### DIRECTION
Every record must be written out once more, with nothing added or omitted.

# Start of ENTRIES SUPPLIED

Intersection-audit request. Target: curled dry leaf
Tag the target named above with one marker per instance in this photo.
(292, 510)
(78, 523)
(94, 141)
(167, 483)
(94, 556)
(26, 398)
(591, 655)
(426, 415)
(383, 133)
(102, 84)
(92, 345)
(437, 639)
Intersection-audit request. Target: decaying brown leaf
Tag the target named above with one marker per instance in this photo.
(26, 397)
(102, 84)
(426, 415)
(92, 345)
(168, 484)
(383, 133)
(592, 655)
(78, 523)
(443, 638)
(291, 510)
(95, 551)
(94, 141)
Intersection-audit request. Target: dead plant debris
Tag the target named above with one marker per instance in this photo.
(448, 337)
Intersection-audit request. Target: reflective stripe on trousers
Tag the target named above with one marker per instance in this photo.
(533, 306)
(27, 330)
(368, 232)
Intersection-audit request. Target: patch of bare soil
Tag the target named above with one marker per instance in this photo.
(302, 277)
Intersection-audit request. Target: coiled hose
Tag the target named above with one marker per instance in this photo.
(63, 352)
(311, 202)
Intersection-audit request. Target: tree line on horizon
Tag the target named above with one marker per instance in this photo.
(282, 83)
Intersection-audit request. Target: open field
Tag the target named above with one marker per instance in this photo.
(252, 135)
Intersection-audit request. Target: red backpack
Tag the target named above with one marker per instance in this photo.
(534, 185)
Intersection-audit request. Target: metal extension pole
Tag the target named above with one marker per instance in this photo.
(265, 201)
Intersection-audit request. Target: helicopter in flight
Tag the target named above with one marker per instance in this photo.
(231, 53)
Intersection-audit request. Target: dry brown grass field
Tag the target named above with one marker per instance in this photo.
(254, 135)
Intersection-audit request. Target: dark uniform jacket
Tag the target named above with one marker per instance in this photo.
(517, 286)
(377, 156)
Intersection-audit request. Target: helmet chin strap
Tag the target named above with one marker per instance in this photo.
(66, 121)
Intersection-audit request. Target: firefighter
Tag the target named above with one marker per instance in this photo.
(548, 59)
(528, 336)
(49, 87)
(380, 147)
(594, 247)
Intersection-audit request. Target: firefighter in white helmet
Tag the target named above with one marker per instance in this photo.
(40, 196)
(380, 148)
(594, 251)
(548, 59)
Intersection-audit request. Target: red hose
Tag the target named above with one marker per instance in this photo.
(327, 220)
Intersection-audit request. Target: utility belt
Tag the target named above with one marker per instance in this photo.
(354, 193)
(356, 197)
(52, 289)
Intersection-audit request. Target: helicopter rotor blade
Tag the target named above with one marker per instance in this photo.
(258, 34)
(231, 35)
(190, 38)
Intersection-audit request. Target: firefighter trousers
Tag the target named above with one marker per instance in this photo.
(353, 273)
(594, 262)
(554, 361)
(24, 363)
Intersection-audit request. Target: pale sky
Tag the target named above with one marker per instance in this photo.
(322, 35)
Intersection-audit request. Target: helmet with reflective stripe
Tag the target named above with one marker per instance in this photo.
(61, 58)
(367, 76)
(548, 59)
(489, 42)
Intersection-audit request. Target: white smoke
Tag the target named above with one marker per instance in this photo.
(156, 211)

# End of ENTRIES SUPPLIED

### EXERCISE OUTPUT
Intersection-audit request. Target: curled dry leaf
Tag the target named above with one marker per instance in this photo.
(292, 510)
(78, 523)
(94, 141)
(167, 483)
(94, 556)
(26, 398)
(591, 655)
(426, 415)
(383, 133)
(102, 84)
(92, 345)
(437, 639)
Intersection-audit request. Target: decaying brown leaf
Tag the target named above with one marker per instance in this photo.
(26, 397)
(102, 84)
(426, 415)
(92, 345)
(168, 484)
(383, 133)
(592, 655)
(78, 523)
(443, 638)
(291, 510)
(95, 551)
(94, 141)
Intersection-audit request. Target: dead plant debris
Tag the target named above with one marker per instance in this photo.
(448, 337)
Intersection-audit request. Target: reflective stripe on trousers
Tag the target named above with one marker per instance in this photo.
(533, 306)
(27, 330)
(368, 232)
Intersection-audit request. Target: patch of bare soil
Tag the target named above with one marker per instance in this photo.
(302, 277)
Intersection-audit request. Target: coiled hose
Tag the target named above with one marker per instance in this photo.
(63, 352)
(311, 202)
Intersection-audit request. Target: tree line on horizon
Tag the target named above with one marker per instance in this photo.
(282, 83)
Intersection-audit request. Target: open field
Tag the target named above with one marker per instance in this photo.
(252, 135)
Intersection-audit request. Target: red backpack
Tag the target named above with one marker per instance in this photo.
(534, 185)
Intersection-audit request. Target: metal extension pole
Tag the target named above with one marker per instance in this photo.
(265, 201)
Intersection-audit request. Target: helicopter in flight
Tag the target named above with one marker per instance in this photo.
(231, 53)
Intersection-audit request. Target: dry brown grass field
Tag the target named above with one marker per instance in this photo.
(254, 135)
Intersection-audit request. Target: dark uniform jacket
Tag the target named above with one marker per instance in this photo.
(517, 286)
(377, 156)
Intersection-audit request. Target: helmet chin strap
Tag the target named above with one marker per instance in this photo.
(66, 121)
Intersection-audit request. Target: firefighter
Tag the target named above with one marker per instance in this photo.
(548, 59)
(528, 336)
(49, 87)
(380, 147)
(594, 247)
Intersection-audit request. Target: firefighter in white helmet
Tag the target named above with one marker per instance in this photo.
(40, 196)
(380, 148)
(594, 251)
(548, 59)
Intersection-audit request. Target: red hose
Tag the target named above with one marker per instance in this photo.
(327, 220)
Intersection-audit request. Target: utility belt
Tag the target named above with one marker per instance in this photo.
(354, 193)
(356, 197)
(52, 289)
Intersection-audit request. Target: helicopter rotor blade
Tag the target named above with one marker per instance in this photo.
(258, 34)
(231, 35)
(190, 38)
Intersection-audit request. Target: firefighter trousers
Tag the target named above with one marker per instance in this photo.
(353, 273)
(594, 262)
(554, 361)
(24, 363)
Intersection-audit request. Target: pale sky
Tag the target named above with one marker per instance in this photo.
(322, 35)
Intersection-audit request. Target: helmet with reflective stripe
Tag the target named above with one marker per instance in this photo.
(61, 58)
(367, 76)
(548, 59)
(489, 42)
Intersection-audit request. Target: white smoke
Tag the target named above with one marker per instance in this photo.
(156, 211)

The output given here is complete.